##### Supplied data #####

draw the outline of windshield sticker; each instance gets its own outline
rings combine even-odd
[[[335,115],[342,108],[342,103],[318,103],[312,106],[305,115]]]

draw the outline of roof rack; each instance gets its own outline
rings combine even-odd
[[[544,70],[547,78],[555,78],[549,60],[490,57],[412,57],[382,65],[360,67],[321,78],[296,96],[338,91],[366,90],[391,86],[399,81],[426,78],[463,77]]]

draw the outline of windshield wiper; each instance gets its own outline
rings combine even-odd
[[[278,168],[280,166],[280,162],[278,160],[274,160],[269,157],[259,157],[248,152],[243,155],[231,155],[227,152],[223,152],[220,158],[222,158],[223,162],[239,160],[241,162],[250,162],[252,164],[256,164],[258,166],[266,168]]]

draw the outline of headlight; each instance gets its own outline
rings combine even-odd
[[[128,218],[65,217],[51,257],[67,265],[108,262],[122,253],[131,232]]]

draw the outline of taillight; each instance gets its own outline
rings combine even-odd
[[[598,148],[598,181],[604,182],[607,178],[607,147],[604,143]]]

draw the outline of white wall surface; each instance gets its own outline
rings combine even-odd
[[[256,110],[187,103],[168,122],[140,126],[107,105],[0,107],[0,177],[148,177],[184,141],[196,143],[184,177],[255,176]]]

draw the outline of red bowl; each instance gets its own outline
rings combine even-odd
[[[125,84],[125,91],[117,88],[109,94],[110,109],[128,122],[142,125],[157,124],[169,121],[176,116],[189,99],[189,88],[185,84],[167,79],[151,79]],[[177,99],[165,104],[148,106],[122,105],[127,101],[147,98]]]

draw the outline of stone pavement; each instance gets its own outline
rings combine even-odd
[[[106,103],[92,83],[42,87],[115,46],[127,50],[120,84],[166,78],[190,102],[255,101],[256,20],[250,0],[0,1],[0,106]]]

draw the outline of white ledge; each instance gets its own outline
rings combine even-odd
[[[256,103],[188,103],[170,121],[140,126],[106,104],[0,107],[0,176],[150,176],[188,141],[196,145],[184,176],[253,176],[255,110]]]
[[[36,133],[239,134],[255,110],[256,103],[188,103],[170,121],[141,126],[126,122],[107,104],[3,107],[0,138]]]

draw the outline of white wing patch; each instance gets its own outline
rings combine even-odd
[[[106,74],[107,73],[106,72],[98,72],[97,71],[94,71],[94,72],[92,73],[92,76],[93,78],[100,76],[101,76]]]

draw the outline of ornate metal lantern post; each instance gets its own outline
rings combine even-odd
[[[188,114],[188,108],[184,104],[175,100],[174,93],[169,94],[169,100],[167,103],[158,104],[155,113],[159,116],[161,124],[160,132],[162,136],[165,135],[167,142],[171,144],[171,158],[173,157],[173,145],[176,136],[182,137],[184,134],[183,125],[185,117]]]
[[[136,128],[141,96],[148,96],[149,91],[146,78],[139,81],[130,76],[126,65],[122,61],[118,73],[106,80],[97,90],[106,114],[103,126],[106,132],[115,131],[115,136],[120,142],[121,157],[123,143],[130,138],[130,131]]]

#####

Task =>
Please find each line of the items above that contains the word "white" and copy it out. Case matters.

Task result =>
draw the outline of white wall surface; each instance gets its own outline
draw the outline of white ledge; each instance gets its own outline
draw the outline of white wing patch; each instance gets its own outline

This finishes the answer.